> Excerpt provided:
____
On Wed, Jul 20, 2011 at 10:17 AM, Ray Saintonge saintonge@telus.net wrote:
I missed reading this thread when it was active, but my own estimate of what still needs to be done in historical biographies alone is quite high.
I agree, but some level of selectivity is needed. I now try and maintain a list of articles I failed to find when looking for information, and also of articles that are on other language Wikipedias but not the English one. I'll post some of those at the end.
For most of its 177 years of publication "The Gentleman's Magazine". provided a steady diet of obituaries. If it averaged 1000 pages a year that's well over 170,000 pages of material.
A good start would be a listing along with how long the obituaries are. You might find some are very short. The obvious thing to focus on is ones where other sources exist, and keep the others as a project list for now.
<snip>
What do we do with such things as the drawings of the proposed new gaol at Bury-St. Edmonds in the August 1801 issue of "The Gentleman's Magazine"? (Does it even still exist?)
You would first look for it in other sources, and then add it to the history section or article for Bury-St. Edmonds. Not all material will lend itself to a new article, and corroboration with other sources is important.
Then there's the endless stream of books that were reviewed in a wide range of 19th century periodicals. The reviews themselves are as worth reading as the books, because they often contrasted a number of publications around a chosen theme.
____
> To do:
1. Duplicate the part of the email about missing Wikipedia articles starting at "I agree, but" and ending at "pages of material.".
2. Pick up the email about missing Wikipedia articles after its last sentence and keep writing.
____
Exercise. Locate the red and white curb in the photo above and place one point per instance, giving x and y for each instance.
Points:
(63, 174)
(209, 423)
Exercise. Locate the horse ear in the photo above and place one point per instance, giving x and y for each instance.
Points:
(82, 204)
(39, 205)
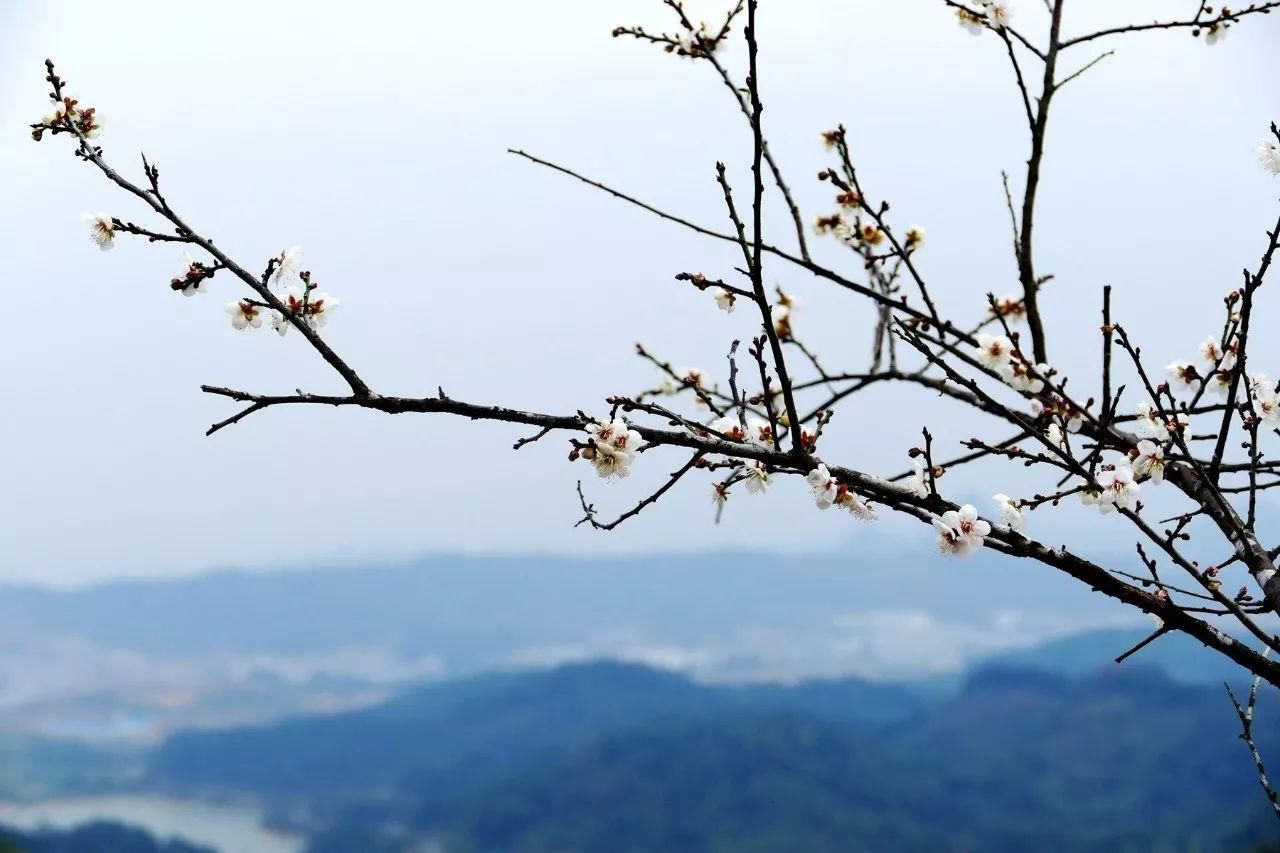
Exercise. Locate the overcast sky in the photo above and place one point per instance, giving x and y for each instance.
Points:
(373, 135)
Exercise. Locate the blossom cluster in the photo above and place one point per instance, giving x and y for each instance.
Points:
(828, 492)
(991, 13)
(611, 448)
(996, 352)
(193, 278)
(1212, 368)
(65, 114)
(1269, 155)
(960, 532)
(302, 302)
(101, 229)
(1119, 491)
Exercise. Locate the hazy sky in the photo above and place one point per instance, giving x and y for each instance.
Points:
(373, 135)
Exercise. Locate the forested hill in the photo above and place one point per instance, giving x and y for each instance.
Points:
(621, 758)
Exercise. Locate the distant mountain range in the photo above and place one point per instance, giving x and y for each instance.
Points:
(618, 758)
(650, 705)
(135, 660)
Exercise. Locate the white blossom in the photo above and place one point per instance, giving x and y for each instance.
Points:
(1183, 375)
(851, 503)
(613, 447)
(1150, 461)
(915, 236)
(730, 428)
(1118, 488)
(1010, 515)
(725, 299)
(823, 486)
(993, 351)
(781, 315)
(960, 533)
(1266, 405)
(245, 315)
(918, 483)
(1019, 375)
(101, 229)
(970, 21)
(1269, 155)
(1220, 383)
(1214, 357)
(287, 264)
(611, 464)
(999, 12)
(759, 432)
(1150, 424)
(757, 477)
(615, 436)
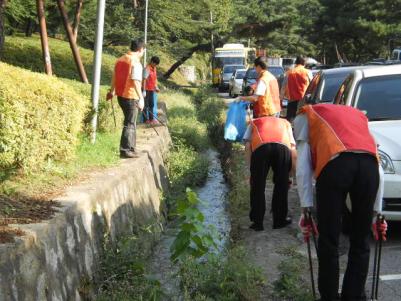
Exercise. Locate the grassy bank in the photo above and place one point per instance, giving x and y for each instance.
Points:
(194, 122)
(187, 167)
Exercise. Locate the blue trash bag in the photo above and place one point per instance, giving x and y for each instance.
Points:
(154, 109)
(235, 126)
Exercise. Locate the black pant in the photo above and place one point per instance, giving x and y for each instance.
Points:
(278, 157)
(292, 108)
(149, 104)
(358, 176)
(128, 135)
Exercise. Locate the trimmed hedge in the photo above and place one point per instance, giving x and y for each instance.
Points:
(40, 119)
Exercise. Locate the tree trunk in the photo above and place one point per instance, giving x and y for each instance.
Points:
(2, 7)
(29, 28)
(73, 45)
(77, 19)
(200, 47)
(40, 6)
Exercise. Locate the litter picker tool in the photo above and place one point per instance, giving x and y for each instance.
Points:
(109, 96)
(377, 258)
(311, 224)
(114, 113)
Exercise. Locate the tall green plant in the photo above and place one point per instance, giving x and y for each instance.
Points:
(194, 239)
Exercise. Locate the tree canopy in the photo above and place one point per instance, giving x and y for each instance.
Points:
(361, 29)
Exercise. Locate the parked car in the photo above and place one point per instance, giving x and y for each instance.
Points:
(376, 91)
(235, 84)
(325, 84)
(226, 73)
(251, 76)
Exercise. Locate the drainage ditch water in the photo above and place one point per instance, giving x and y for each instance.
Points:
(214, 207)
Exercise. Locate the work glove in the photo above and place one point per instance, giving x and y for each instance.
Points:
(141, 104)
(379, 228)
(109, 95)
(308, 227)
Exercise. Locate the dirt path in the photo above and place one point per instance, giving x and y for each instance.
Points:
(269, 248)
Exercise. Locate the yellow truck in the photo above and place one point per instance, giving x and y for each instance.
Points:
(230, 54)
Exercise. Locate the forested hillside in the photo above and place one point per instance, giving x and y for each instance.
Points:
(360, 30)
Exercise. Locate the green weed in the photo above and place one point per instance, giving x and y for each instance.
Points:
(194, 239)
(291, 285)
(221, 277)
(123, 274)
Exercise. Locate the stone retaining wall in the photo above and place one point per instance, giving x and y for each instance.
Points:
(55, 257)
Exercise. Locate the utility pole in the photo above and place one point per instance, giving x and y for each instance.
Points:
(43, 37)
(97, 64)
(212, 36)
(146, 31)
(73, 45)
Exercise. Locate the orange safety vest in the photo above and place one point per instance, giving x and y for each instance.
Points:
(269, 104)
(151, 81)
(271, 130)
(123, 83)
(335, 129)
(297, 82)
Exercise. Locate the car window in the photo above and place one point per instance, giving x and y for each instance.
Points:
(380, 97)
(276, 71)
(343, 91)
(251, 74)
(240, 74)
(329, 87)
(313, 84)
(230, 69)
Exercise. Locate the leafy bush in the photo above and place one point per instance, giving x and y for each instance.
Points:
(222, 277)
(186, 168)
(105, 109)
(189, 131)
(194, 238)
(123, 273)
(183, 124)
(291, 285)
(26, 52)
(40, 119)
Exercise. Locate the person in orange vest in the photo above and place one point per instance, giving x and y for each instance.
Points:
(127, 85)
(294, 87)
(335, 146)
(266, 99)
(269, 144)
(150, 88)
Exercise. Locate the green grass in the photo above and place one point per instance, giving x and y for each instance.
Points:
(124, 275)
(291, 285)
(26, 52)
(55, 175)
(224, 277)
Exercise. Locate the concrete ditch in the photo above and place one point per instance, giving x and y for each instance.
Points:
(55, 257)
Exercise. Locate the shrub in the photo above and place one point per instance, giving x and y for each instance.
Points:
(222, 277)
(40, 118)
(186, 168)
(189, 131)
(26, 52)
(183, 124)
(105, 109)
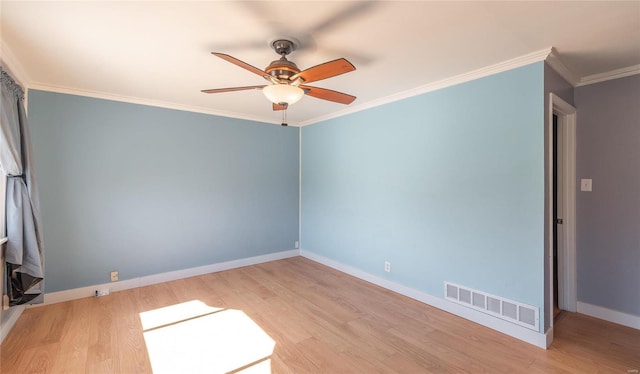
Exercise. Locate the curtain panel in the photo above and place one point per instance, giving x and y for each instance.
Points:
(24, 251)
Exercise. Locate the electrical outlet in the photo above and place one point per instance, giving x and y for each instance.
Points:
(103, 292)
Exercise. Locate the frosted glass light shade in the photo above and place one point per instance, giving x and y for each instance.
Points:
(283, 93)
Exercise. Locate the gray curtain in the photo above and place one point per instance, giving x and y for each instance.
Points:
(24, 251)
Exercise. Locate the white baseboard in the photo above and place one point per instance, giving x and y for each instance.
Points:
(9, 318)
(609, 315)
(78, 293)
(522, 333)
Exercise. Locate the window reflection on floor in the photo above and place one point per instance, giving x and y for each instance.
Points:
(193, 337)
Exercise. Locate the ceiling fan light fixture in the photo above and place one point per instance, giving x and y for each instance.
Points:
(283, 93)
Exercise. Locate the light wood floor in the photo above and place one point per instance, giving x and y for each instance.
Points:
(318, 320)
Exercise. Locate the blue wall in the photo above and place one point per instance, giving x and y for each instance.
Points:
(447, 186)
(146, 190)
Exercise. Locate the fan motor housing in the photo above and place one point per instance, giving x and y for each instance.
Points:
(282, 69)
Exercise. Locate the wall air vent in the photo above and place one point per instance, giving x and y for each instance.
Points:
(508, 310)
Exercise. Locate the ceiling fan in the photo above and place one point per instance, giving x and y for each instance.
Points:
(287, 81)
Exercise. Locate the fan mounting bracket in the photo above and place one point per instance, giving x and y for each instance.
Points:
(284, 45)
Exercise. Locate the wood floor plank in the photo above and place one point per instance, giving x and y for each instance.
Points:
(317, 319)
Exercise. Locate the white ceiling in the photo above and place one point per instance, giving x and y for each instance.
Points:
(159, 52)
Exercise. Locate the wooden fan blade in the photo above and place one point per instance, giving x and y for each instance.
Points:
(230, 89)
(324, 71)
(325, 94)
(242, 64)
(279, 107)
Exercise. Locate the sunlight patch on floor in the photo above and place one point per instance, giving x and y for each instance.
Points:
(193, 337)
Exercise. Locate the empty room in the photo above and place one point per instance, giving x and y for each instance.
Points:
(320, 186)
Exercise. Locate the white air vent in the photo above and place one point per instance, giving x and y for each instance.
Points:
(508, 310)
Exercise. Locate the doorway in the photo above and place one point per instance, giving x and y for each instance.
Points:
(561, 216)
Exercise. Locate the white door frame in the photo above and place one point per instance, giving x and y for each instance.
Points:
(567, 275)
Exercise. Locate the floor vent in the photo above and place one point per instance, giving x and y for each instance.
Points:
(508, 310)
____
> Task answers:
1.
I agree, but some level of selectivity is needed. I now try and maintain a list of articles I failed to find when looking for information, and also of articles that are on other language Wikipedias but not the English one. I'll post some of those at the end.
For most of its 177 years of publication "The Gentleman's Magazine". provided a steady diet of obituaries. If it averaged 1000 pages a year that's well over 170,000 pages of material.

2.
Eh. I'm less enthusiastic about book reviews. I'd transcribe them into Wikisource and link them from the books they review (if the books have articles, and if not, then move on).
An estimate of 20,000,000 English Wikipedia articles seems increasingly conservative. The amount of work to be done is enormous even without having to fight with the notability police.
Sometimes other sites are better suited to some material. I would start with Wikisource for some of the material you have mentioned.
Anyway, a few examples of missing articles:
Gunnarea capensis (marine polychaete worm) Laboratoire Souterrain à Bas Bruit (LSBB, French research ) Giovanni da Vigo (1450-1525, Italian surgeon)
The latter two have articles on the French (fr) and Italian (it) Wikipedia, so could be dealt with by translation efforts, but nothing on the first example. Some of the more obscure branches of the tree of life are replete with redlinks.